▸ What to produce
Gather every line of the items below that contains the string "drawer", treating uppercase and lowercase as different.

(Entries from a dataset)

☆ ☆ ☆ ☆ ☆

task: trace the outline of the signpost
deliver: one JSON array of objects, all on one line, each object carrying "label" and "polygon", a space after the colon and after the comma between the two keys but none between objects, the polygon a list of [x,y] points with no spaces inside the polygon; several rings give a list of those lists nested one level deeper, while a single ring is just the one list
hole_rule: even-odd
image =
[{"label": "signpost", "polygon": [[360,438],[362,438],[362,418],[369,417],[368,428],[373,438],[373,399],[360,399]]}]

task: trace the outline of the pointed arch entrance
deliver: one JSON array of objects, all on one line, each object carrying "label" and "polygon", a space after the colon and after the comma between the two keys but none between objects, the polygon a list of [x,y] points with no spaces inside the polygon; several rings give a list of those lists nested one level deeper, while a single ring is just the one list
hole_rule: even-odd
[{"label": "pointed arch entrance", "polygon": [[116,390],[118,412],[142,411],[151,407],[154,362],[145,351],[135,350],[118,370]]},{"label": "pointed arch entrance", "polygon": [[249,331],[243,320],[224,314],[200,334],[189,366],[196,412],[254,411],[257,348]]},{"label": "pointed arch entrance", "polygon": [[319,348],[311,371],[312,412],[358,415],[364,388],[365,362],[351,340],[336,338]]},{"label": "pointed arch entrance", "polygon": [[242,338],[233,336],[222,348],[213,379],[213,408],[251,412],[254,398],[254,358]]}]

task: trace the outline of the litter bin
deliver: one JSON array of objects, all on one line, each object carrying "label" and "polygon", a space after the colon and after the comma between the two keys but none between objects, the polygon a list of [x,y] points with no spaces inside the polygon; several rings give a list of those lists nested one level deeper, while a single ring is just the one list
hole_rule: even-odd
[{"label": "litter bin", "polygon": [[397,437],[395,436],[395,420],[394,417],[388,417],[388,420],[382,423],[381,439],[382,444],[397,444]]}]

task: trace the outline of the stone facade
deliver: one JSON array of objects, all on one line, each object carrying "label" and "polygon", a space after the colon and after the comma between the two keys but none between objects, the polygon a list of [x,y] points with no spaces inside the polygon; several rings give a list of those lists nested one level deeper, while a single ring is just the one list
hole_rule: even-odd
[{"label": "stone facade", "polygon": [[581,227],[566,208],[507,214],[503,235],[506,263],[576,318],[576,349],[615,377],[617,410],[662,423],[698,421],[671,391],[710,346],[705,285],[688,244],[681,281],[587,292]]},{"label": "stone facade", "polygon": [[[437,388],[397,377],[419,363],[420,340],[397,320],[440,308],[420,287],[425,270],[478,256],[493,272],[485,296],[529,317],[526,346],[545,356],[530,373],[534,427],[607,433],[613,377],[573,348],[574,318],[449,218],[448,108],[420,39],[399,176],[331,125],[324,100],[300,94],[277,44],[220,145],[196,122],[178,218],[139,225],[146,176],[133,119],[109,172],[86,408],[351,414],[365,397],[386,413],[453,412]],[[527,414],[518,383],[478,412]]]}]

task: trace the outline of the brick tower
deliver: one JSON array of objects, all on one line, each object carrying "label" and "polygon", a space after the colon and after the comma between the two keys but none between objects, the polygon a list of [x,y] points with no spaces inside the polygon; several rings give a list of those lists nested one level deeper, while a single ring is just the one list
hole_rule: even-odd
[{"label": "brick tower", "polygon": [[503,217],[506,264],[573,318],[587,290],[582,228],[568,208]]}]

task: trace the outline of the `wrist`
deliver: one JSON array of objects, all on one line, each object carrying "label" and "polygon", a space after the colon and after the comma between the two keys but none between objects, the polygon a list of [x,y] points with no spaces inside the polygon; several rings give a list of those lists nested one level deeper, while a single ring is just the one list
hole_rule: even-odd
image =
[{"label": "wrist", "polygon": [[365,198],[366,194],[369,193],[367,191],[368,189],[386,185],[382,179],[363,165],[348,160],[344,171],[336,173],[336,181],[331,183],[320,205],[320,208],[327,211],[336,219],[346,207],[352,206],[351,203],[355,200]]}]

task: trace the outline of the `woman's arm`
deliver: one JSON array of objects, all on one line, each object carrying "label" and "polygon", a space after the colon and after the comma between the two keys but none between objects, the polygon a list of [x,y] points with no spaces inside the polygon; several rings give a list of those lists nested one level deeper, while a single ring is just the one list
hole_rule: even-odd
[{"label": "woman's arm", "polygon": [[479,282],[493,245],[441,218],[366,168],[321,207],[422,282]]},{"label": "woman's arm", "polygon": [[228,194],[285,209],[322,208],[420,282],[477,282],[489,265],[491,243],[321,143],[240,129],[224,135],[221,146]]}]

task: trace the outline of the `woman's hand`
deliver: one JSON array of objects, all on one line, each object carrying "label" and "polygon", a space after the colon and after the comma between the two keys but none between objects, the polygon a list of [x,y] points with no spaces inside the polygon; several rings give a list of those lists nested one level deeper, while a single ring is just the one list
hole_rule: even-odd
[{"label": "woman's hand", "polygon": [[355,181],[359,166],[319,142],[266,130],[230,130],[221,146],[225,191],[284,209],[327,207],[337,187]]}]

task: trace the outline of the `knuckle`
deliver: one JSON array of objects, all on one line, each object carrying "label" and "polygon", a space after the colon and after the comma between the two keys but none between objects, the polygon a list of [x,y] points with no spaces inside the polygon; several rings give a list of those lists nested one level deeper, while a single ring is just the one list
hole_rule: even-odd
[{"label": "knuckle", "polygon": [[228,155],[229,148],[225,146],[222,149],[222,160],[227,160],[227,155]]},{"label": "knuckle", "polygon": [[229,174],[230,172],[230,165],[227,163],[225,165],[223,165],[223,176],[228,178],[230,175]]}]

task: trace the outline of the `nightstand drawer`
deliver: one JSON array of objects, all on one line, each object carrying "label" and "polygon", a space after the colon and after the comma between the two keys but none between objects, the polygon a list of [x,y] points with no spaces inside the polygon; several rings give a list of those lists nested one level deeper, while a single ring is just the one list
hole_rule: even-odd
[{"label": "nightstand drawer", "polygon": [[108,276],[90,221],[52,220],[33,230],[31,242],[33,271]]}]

☆ ☆ ☆ ☆ ☆

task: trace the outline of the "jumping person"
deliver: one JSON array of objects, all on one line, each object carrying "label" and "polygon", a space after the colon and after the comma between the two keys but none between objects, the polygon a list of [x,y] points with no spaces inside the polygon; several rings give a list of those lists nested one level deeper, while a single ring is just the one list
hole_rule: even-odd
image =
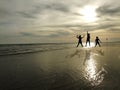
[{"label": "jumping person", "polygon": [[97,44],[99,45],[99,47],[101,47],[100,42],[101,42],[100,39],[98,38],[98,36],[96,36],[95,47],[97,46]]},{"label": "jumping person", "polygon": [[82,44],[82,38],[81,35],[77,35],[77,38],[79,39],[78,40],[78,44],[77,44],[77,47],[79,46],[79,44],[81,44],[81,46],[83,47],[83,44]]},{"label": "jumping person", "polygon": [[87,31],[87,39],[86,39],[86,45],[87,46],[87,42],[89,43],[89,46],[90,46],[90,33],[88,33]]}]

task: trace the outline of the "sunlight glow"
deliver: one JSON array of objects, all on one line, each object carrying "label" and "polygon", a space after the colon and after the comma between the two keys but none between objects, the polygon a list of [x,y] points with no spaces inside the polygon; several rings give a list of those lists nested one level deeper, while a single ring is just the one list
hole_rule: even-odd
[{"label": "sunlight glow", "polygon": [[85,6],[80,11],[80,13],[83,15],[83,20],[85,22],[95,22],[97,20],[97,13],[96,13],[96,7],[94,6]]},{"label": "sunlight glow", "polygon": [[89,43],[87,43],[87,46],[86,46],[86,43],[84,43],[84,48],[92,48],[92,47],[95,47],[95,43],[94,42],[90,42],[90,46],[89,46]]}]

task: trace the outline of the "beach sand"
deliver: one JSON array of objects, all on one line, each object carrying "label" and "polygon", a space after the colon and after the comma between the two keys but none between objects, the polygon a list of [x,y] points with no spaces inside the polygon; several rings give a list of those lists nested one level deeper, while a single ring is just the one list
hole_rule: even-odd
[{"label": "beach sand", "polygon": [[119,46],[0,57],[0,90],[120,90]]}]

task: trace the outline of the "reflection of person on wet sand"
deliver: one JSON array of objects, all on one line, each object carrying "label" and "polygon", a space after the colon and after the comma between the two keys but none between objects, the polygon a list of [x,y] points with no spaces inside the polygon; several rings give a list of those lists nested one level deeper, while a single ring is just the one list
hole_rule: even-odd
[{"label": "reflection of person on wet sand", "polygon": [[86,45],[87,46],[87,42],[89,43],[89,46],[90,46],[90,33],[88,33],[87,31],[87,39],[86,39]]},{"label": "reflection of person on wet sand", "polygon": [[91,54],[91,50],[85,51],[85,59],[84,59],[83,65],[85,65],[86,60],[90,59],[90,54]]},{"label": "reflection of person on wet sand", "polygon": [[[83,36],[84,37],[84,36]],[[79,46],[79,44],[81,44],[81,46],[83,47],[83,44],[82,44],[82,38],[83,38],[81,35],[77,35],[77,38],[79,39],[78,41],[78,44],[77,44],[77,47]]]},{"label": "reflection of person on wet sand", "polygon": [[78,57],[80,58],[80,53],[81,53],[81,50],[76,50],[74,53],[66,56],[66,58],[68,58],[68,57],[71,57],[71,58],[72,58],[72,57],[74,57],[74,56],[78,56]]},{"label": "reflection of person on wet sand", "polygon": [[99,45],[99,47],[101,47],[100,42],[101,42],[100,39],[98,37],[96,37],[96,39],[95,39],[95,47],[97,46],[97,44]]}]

☆ ☆ ☆ ☆ ☆

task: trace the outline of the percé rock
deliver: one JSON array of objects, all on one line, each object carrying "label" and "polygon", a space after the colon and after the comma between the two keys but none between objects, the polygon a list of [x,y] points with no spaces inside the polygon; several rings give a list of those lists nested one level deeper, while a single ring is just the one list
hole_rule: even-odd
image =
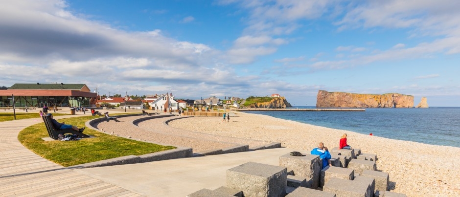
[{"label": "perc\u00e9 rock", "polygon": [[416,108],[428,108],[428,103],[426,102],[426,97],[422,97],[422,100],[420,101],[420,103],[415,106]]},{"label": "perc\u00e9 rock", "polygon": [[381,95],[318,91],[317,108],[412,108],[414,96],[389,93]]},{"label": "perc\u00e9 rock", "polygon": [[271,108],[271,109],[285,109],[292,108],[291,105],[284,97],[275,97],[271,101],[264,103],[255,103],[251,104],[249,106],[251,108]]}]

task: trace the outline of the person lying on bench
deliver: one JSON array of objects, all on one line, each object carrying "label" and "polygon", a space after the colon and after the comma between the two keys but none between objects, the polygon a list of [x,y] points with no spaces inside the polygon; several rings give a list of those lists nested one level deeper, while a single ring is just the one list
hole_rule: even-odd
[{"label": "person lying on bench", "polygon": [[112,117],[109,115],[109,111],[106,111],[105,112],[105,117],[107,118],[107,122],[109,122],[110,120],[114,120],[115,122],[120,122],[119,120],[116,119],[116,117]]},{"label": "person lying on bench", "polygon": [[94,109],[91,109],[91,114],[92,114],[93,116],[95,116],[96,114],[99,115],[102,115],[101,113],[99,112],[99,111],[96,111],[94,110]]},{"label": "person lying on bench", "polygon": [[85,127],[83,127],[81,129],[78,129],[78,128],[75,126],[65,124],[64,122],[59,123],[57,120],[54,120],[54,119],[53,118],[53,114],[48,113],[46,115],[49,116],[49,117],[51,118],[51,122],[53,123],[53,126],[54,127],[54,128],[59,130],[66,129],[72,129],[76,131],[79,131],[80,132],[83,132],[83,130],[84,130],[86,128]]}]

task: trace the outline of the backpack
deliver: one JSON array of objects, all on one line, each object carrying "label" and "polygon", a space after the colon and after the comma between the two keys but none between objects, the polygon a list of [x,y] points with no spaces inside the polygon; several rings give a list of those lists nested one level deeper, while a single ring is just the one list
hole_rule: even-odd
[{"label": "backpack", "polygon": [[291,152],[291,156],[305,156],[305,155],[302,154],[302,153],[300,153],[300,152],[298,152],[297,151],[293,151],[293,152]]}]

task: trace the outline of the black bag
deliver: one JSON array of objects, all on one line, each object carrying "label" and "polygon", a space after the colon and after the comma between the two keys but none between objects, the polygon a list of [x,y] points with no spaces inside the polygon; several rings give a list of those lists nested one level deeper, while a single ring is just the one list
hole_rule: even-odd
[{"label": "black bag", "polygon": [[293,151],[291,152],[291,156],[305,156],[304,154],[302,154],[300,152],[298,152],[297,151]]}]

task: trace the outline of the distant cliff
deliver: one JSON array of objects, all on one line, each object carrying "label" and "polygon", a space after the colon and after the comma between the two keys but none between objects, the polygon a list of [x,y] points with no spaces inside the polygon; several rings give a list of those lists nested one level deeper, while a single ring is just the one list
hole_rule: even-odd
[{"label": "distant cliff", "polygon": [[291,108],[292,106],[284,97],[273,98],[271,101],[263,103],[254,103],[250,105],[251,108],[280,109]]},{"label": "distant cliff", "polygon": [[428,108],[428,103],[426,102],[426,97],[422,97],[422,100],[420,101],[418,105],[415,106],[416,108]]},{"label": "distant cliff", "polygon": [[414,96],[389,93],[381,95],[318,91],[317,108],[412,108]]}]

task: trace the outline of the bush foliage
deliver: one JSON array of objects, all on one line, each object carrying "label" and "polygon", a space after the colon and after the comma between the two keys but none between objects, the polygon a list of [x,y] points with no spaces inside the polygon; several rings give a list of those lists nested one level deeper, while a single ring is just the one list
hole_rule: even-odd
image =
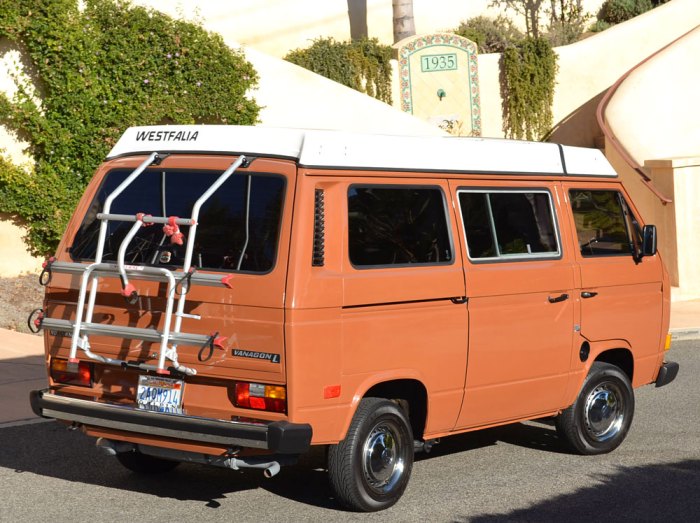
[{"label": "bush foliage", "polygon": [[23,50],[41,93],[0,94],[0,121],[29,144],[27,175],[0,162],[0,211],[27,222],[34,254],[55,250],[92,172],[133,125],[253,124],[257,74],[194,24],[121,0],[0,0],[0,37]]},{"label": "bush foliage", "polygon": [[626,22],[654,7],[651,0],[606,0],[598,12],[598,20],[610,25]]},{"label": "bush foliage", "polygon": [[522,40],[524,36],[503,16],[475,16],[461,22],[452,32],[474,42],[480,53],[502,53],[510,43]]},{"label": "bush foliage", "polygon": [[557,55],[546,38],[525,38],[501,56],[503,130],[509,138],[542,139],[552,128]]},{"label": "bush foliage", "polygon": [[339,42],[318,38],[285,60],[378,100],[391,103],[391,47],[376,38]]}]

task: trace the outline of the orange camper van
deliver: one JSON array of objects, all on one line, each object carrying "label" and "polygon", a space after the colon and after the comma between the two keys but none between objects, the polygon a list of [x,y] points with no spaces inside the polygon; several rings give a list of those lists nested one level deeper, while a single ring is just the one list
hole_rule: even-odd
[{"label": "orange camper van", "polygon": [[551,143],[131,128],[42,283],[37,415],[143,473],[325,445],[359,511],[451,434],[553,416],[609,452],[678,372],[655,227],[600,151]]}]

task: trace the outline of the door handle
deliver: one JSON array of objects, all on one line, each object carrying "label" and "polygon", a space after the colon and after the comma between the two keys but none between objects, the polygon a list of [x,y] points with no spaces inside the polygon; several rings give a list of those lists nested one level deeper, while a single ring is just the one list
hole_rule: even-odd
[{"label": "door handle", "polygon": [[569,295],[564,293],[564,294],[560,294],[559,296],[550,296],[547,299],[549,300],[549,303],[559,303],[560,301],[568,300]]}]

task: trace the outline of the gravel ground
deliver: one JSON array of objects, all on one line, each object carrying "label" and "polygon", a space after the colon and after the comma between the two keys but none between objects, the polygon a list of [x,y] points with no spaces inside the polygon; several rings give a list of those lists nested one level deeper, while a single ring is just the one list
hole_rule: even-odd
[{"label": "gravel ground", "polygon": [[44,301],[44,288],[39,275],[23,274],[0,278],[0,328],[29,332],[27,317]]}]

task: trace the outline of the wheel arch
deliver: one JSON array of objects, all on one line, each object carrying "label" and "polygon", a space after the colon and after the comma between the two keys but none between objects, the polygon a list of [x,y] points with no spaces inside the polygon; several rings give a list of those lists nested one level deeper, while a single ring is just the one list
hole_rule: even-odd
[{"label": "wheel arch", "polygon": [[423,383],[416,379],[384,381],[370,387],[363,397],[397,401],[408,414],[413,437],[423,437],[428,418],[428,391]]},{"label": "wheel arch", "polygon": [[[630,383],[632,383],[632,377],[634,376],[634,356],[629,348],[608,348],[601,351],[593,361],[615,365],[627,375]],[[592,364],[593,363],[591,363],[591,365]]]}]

☆ ☆ ☆ ☆ ☆

▸ Output for this task
task: trace the outline of the `nightstand drawer`
[{"label": "nightstand drawer", "polygon": [[108,276],[90,221],[52,220],[33,230],[31,242],[33,271]]}]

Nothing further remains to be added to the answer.